§ Records for the exercise
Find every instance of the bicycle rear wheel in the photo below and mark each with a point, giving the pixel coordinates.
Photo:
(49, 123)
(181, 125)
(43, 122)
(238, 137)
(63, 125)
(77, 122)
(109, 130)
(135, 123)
...
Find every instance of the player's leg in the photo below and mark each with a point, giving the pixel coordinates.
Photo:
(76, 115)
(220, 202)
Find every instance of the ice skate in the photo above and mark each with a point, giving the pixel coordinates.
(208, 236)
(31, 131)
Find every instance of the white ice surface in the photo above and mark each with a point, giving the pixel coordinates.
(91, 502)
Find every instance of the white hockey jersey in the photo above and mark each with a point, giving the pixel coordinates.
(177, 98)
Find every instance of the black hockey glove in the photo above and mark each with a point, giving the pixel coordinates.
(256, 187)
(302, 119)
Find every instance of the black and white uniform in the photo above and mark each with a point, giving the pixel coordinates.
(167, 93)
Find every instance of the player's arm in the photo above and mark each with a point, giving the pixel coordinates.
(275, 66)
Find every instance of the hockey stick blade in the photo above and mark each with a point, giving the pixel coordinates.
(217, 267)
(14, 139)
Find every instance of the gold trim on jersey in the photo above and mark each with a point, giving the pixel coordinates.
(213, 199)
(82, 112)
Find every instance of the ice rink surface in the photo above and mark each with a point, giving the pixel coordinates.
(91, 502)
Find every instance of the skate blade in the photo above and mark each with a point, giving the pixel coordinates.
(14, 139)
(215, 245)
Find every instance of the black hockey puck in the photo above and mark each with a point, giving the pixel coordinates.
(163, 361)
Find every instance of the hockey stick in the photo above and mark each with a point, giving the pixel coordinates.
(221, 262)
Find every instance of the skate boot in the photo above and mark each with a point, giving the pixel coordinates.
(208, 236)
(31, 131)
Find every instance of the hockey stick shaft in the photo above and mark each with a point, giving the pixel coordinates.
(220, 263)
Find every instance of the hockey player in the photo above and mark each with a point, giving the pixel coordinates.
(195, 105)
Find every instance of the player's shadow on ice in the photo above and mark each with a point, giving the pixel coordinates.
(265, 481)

§ Directions
Locate each line in the data that contains the string "below", and copy those lines out in full. Matching is case-sensitive.

§ Task solution
Find every instance of the bicycle rear wheel in the photo below and mark each with a point, giving the pixel coordinates.
Find every instance of the player's leg in the photo below and mark each with a point, giving the pixel coordinates.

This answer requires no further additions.